SET TASK A:
Answer these from the ln -s mailing-list thread:
(i) In Amit Kulkarni's description, why is a symbolic link made from /var/www to /home/www?
(ii) According to Ian Darwin, what steps would make the example work?
(iii) Which command does Otto compare the argument order of ln to?
SET TASK B: Pick up the ln -s mailing-list thread after its last line and continue it.

PROVIDED TEXT:
Re: ln -s example

2012-09-20 Thread Ian Darwin

On 12-09-20 8:34 AM, Amit Kulkarni wrote:

This is very helpful. Usually in OpenBSD, you create a symbolic link
/var/www which has limited space and have it point to /home/www where
actual data is stored and which has more space.

This particular example could be

Create a symbolic link named /var/www and point it to /home/www:

  # ln -s /home/www /var/www



A good example is one that actually works.

Since /var/www exists in the default configuration on OpenBSD, your example
will create a symlink in the real /var/ww called www, pointing to 
/home/www, and will never get used.


$ sudo ln -s /home/www /var/www
$ ls -l /var/www/www
lrwxr-xr-x  1 root  daemon  9 Sep 20 12:36 /var/www/www -> /home/www
$

To make it work, you'd have to explain the rationale, show the command 
for moving
the contents (bikeshed warning!), then rmdir /var/www, and finally do 
your symlink.


It's not worth it. Pick a simpler example.



Re: ln -s example

2012-09-20 Thread Amit Kulkarni
>> > shouldn't this order be flipped?
>> >
>>
>> the example does what its description says. why do you think it should
>> be reversed?
>
> because people are often confused by symlinks? I always tell the
> confused: the order is the same as cp(1): the first argument needs to
> exits, the second one is created.
>
> -Otto

This is very helpful. Usually in OpenBSD, you create a symbolic link
/var/www which has limited space and have it point to /home/www where
actual data is stored and which has more space.

This particular example could be

Create a symbolic link named /var/www and point it to /home/www:

 # ln -s /home/www /var/www



Re: ln -s example

2012-09-20 Thread Otto Moerbeek
On Thu, Sep 20, 2012 at 07:07:01AM +0100, Jason McIntyre wrote:

> On Wed, Sep 19, 2012 at 06:44:29PM -0500, Amit Kulkarni wrote:
> > shouldn't this order be flipped?

PROVIDED INFORMATION:
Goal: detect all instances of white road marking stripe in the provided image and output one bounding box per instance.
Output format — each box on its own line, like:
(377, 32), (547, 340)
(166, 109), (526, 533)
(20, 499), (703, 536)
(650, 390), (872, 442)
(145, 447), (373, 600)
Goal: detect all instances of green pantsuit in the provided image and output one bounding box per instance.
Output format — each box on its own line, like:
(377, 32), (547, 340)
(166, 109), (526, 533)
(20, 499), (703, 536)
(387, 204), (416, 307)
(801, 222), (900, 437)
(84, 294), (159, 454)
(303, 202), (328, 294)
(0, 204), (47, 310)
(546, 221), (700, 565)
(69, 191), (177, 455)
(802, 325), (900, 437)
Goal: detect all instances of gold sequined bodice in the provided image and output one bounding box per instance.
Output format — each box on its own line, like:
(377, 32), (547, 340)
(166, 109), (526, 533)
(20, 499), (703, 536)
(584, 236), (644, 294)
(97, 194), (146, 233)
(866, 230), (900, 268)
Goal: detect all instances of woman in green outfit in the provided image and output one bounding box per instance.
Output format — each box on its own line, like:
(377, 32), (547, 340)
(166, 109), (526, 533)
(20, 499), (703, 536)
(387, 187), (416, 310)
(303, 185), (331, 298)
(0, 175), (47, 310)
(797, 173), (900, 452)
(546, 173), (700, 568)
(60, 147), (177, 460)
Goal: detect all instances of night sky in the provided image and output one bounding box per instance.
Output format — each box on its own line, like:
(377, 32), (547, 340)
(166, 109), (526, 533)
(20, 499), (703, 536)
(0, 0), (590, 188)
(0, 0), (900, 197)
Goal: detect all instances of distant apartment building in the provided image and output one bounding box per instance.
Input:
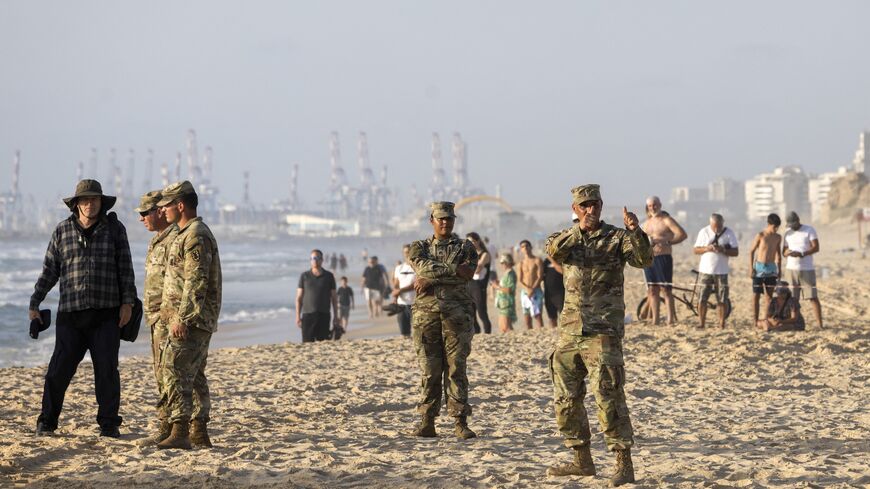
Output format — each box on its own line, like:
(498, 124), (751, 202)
(671, 187), (709, 203)
(852, 131), (870, 173)
(808, 166), (851, 222)
(745, 166), (810, 221)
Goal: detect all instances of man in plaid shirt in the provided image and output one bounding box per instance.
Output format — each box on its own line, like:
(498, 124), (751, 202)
(30, 180), (136, 438)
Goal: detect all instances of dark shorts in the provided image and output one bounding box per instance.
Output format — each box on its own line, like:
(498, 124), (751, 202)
(643, 255), (674, 288)
(752, 277), (777, 295)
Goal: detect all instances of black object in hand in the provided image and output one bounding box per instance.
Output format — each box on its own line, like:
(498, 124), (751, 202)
(30, 309), (51, 340)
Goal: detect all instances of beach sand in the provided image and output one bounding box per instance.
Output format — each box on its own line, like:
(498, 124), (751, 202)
(0, 227), (870, 489)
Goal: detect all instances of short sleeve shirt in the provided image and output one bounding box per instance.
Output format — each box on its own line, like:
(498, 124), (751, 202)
(393, 263), (417, 306)
(363, 263), (387, 291)
(299, 270), (335, 314)
(785, 224), (819, 270)
(695, 226), (738, 275)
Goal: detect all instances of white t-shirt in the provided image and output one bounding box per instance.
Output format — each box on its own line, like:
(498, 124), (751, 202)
(393, 263), (417, 306)
(785, 224), (819, 270)
(695, 226), (737, 275)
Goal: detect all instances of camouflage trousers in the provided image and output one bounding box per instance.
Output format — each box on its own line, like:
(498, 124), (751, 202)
(411, 306), (474, 417)
(550, 334), (634, 451)
(158, 327), (211, 423)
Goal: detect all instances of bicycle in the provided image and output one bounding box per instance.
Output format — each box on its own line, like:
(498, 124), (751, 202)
(637, 270), (731, 321)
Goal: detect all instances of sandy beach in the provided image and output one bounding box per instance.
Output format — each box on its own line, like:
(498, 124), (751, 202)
(0, 227), (870, 489)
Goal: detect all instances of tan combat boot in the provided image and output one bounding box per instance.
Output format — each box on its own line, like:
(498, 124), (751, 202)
(157, 422), (196, 450)
(411, 414), (437, 438)
(610, 448), (634, 487)
(547, 445), (595, 477)
(139, 419), (172, 447)
(190, 419), (211, 448)
(456, 416), (477, 440)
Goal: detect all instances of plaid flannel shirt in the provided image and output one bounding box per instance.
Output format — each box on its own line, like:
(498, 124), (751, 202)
(30, 215), (136, 313)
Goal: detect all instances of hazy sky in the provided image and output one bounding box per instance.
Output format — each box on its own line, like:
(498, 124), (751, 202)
(0, 0), (870, 212)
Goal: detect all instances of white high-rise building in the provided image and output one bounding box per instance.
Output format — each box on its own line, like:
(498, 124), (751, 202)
(808, 166), (849, 222)
(746, 166), (810, 221)
(852, 131), (870, 173)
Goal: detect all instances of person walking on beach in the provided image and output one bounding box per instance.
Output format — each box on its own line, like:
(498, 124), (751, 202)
(642, 195), (688, 325)
(694, 214), (738, 329)
(29, 180), (136, 438)
(135, 190), (178, 446)
(492, 253), (517, 333)
(362, 256), (389, 319)
(517, 239), (544, 329)
(545, 184), (652, 486)
(392, 245), (417, 338)
(782, 212), (824, 329)
(338, 253), (347, 274)
(333, 277), (356, 340)
(543, 256), (565, 328)
(465, 232), (492, 334)
(296, 249), (341, 343)
(749, 214), (782, 323)
(157, 180), (223, 449)
(408, 202), (477, 439)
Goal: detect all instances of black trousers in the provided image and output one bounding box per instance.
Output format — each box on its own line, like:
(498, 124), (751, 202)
(396, 304), (411, 336)
(302, 312), (330, 343)
(468, 280), (492, 334)
(38, 319), (121, 429)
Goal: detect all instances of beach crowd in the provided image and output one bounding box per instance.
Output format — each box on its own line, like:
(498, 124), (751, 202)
(18, 180), (822, 486)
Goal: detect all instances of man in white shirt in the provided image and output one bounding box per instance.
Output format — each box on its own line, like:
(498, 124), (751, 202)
(393, 245), (417, 338)
(694, 214), (738, 328)
(782, 212), (824, 328)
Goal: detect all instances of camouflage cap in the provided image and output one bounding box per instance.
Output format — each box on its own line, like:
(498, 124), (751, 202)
(133, 190), (163, 214)
(429, 202), (456, 219)
(571, 183), (601, 204)
(157, 180), (196, 207)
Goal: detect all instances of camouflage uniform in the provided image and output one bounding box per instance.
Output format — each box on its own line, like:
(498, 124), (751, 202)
(545, 185), (652, 451)
(158, 181), (221, 424)
(136, 191), (178, 421)
(408, 202), (477, 418)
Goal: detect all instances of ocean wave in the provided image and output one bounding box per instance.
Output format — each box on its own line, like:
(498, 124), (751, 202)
(220, 307), (293, 323)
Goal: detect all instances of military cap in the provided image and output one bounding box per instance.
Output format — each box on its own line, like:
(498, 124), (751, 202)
(133, 190), (163, 214)
(571, 183), (601, 204)
(63, 179), (118, 211)
(429, 202), (456, 219)
(157, 180), (196, 207)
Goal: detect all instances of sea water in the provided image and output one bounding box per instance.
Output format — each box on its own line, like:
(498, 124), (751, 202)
(0, 235), (401, 368)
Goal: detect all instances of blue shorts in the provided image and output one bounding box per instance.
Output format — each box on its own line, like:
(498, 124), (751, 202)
(643, 255), (674, 289)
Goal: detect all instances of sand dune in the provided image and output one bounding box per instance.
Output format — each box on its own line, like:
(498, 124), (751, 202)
(0, 248), (870, 489)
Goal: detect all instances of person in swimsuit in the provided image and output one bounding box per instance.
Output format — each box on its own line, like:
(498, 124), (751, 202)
(749, 214), (782, 322)
(492, 253), (517, 333)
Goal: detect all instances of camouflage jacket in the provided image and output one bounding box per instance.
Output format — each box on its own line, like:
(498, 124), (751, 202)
(408, 234), (477, 312)
(142, 224), (178, 327)
(545, 222), (652, 338)
(160, 217), (221, 333)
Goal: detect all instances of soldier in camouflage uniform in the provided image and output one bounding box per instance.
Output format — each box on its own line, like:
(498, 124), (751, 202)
(408, 202), (477, 439)
(157, 181), (221, 449)
(545, 185), (652, 486)
(136, 190), (178, 446)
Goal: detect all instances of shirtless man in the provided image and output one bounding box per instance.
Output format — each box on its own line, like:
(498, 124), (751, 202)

TASK RESPONSE A:
(i) /var/www has limited space, while /home/www, where the actual data is stored, has more space.
(ii) Explain the rationale, show the command for moving the contents, then rmdir /var/www, and finally create the symlink.
(iii) cp(1).

TASK RESPONSE B:
> > 
> 
> the example does what its description says. why do you think it should
> be reversed?

because people are often confused by symlinks? I always tell the
confused: the order is the same as cp(1): the first argument needs to
exits, the second one is created. 

-Otto

> 
> jmc
> 
> > Index: ln.1
> > ===
> > RCS file: /cvs/src/bin/ln/ln.1,v
> > retrieving revision 1.29
> > diff -u -p -r1.29 ln.1
> > --- ln.12 Mar 2011 07:47:21 -   1.29
> > +++ ln.119 Sep 2012 23:27:04 -
> > @@ -130,7 +130,7 @@ Create a symbolic link named
> >  and point it to
> >  .Pa /var/www :
> >  .Pp
> > -.Dl # ln -s /var/www /home/www
> > +.Dl # ln -s /home/www /var/www
> >  .Pp
> >  Hard link
> >  .Pa /usr/local/bin/fooprog



Re: ln -s example

2012-09-19 Thread Jason McIntyre
On Wed, Sep 19, 2012 at 06:44:29PM -0500, Amit Kulkarni wrote:
> shouldn't this order be flipped?
> 

the example does what its description says. why do you think it should
be reversed?

jmc

> Index: ln.1
> ===
> RCS file: /cvs/src/bin/ln/ln.1,v
> retrieving revision 1.29
> diff -u -p -r1.29 ln.1
> --- ln.1  2 Mar 2011 07:47:21 -   1.29
> +++ ln.1  19 Sep 2012 23:27:04 -
> @@ -130,7 +130,7 @@ Create a symbolic link named
>  and point it to
>  .Pa /var/www :
>  .Pp
> -.Dl # ln -s /var/www /home/www
> +.Dl # ln -s /home/www /var/www
>  .Pp
>  Hard link
>  .Pa /usr/local/bin/fooprog



Re: ln -s example

2012-09-19 Thread Chris Cappuccio
Amit Kulkarni [amitk...@gmail.com] wrote:
> shouldn't this order be flipped?
> 

If you wanted a link in /var/www/www back to /home/www, then yes, it should be 
flipped.

> Index: ln.1
> ===
> RCS file: /cvs/src/bin/ln/ln.1,v
> retrieving revision 1.29
> diff -u -p -r1.29 ln.1
> --- ln.1  2 Mar 2011 07:47:21 -   1.29
> +++ ln.1  19 Sep 2012 23:27:04 -
> @@ -130,7 +130,7 @@ Create a symbolic link named
>  and point it to
>  .Pa /var/www :
>  .Pp
> -.Dl # ln -s /var/www /home/www
> +.Dl # ln -s /home/www /var/www
>  .Pp
>  Hard link
>  .Pa /usr/local/bin/fooprog

-- 
Keep them laughing half the time, scared of you the other half. And always keep 
them guessing. -- Clair George



ln -s example

2012-09-19 Thread Amit Kulkarni
shouldn't this order be flipped?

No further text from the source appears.